### Task goal
Your answer must be the records below, reproduced exactly.

### Point localization data
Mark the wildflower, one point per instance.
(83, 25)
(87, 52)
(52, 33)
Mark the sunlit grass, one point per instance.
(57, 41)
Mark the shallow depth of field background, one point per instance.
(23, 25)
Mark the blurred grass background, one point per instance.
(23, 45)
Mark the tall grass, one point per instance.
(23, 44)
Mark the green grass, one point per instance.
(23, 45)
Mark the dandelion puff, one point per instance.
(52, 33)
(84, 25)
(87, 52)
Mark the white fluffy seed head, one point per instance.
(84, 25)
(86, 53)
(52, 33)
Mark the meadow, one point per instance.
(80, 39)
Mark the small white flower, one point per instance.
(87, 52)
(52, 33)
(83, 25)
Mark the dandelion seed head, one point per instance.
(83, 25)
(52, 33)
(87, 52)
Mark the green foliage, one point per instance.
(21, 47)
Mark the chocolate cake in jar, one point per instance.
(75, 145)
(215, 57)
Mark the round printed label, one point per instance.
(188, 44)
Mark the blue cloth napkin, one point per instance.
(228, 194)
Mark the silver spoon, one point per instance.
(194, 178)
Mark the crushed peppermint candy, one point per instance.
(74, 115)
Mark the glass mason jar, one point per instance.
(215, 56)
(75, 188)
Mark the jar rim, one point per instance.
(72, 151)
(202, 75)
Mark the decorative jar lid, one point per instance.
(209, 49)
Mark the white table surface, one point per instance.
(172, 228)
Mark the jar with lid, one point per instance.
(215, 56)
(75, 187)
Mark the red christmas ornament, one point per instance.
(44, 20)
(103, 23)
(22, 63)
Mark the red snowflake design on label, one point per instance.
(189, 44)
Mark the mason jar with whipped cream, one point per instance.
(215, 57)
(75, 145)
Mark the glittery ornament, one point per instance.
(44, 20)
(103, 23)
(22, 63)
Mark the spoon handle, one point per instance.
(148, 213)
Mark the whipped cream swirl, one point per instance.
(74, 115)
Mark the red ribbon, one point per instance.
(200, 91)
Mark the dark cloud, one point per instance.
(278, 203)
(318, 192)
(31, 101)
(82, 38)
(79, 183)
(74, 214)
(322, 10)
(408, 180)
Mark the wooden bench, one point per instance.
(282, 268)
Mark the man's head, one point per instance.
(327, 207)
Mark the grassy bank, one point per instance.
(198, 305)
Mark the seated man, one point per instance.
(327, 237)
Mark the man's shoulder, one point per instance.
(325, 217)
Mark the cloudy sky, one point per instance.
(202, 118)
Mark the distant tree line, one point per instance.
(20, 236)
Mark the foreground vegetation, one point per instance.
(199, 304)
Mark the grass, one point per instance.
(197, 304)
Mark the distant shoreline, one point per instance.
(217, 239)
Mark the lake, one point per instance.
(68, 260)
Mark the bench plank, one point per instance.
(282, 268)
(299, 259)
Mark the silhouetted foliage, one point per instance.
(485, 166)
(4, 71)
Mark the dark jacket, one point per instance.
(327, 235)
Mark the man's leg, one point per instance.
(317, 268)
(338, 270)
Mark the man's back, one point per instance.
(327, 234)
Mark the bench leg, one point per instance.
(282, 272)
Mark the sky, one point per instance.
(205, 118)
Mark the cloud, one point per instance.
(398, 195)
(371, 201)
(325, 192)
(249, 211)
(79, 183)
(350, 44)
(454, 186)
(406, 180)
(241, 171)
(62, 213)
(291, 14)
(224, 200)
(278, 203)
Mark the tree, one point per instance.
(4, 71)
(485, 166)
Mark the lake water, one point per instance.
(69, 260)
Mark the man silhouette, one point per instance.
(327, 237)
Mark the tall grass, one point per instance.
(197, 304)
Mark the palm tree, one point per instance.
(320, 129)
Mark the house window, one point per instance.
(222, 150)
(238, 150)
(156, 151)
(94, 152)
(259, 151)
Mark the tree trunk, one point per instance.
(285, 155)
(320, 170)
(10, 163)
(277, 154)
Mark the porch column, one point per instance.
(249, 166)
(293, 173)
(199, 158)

### Response
Mark the wildflower, one point per instance.
(83, 25)
(87, 52)
(52, 33)
Mark the sunlit grass, one point per instance.
(57, 41)
Mark the shallow depth of field background, one point per instance.
(23, 25)
Mark the blurred grass background, one point per instance.
(23, 45)
Mark the tall grass, one point per instance.
(23, 44)
Mark the green grass, one point per instance.
(23, 45)
Mark the dandelion puff, one point per instance.
(52, 33)
(84, 25)
(87, 52)
Mark the white fluffy seed head, one point per instance.
(84, 25)
(86, 53)
(52, 33)
Mark the meadow, one point per instance.
(80, 39)
Mark the small white flower, one point per instance.
(87, 52)
(52, 33)
(83, 25)
Mark the dandelion seed head, one point per instance.
(83, 25)
(52, 33)
(87, 52)
Mark the green foliage, one point per instance.
(21, 47)
Mark the chocolate cake in jar, one point per instance.
(75, 145)
(215, 57)
Mark the round printed label, one point per instance.
(188, 44)
Mark the blue cloth napkin, one point per instance.
(228, 194)
Mark the silver spoon, one point per instance.
(194, 178)
Mark the crushed peppermint candy, one point per instance.
(74, 115)
Mark the glass mason jar, one point per instance.
(215, 56)
(75, 188)
Mark the jar rim, one point per instance.
(72, 151)
(202, 75)
Mark the decorative jar lid, one point per instance.
(209, 49)
Mark the white table surface, one point per instance.
(172, 228)
Mark the jar with lid, one point per instance.
(215, 56)
(75, 187)
Mark the red christmas ornament, one point per instance.
(44, 20)
(103, 23)
(22, 63)
Mark the red snowflake design on label, one point per instance.
(189, 44)
Mark the mason jar with whipped cream, one point per instance.
(215, 57)
(75, 145)
Mark the glittery ornament, one point per instance.
(44, 20)
(103, 23)
(22, 63)
Mark the spoon handle, one point per instance.
(148, 213)
Mark the whipped cream swirl, one point per instance.
(74, 115)
Mark the red ribbon, one point per instance.
(200, 91)
Mark the dark cloud, one point per instance.
(278, 203)
(318, 192)
(31, 101)
(82, 38)
(79, 183)
(74, 214)
(322, 10)
(408, 180)
Mark the wooden bench, one point per instance.
(282, 268)
Mark the man's head, one point per instance.
(327, 207)
Mark the grassy bank, one point per instance.
(198, 305)
Mark the seated man, one point per instance.
(327, 237)
Mark the man's shoulder, one point per instance.
(325, 217)
Mark the cloudy sky, one point per instance.
(202, 118)
Mark the distant tree line, one point per instance.
(20, 236)
Mark the foreground vegetation, one point per instance.
(199, 304)
Mark the grass, one point per instance.
(197, 304)
Mark the distant shoreline, one point per instance.
(217, 239)
Mark the lake, one point per instance.
(68, 260)
Mark the bench plank, one point per instance.
(282, 268)
(299, 259)
Mark the silhouetted foliage, one point per instance.
(485, 166)
(4, 71)
Mark the dark jacket, one point per instance.
(327, 235)
Mark the man's leg, one point per instance.
(317, 268)
(338, 270)
Mark the man's back, one point per instance.
(327, 234)
Mark the bench leg, one point per instance.
(282, 272)
Mark the sky, one point per instance.
(205, 118)
Mark the cloud, one point per instance.
(398, 195)
(371, 201)
(325, 192)
(249, 211)
(79, 183)
(350, 44)
(454, 186)
(406, 180)
(241, 171)
(62, 213)
(291, 14)
(224, 200)
(278, 203)
Mark the tree, one point per instance.
(4, 71)
(485, 166)
Mark the lake water, one point per instance.
(69, 260)
Mark the man silhouette, one point per instance.
(327, 237)
Mark the tall grass, one point per instance.
(197, 304)
Mark the palm tree, one point per instance.
(320, 129)
Mark the house window, one point per instance.
(222, 150)
(238, 150)
(156, 151)
(94, 152)
(259, 151)
Mark the tree trunk, one point per instance.
(285, 155)
(320, 170)
(10, 163)
(277, 154)
Mark the porch column, one point per instance.
(249, 166)
(293, 173)
(199, 158)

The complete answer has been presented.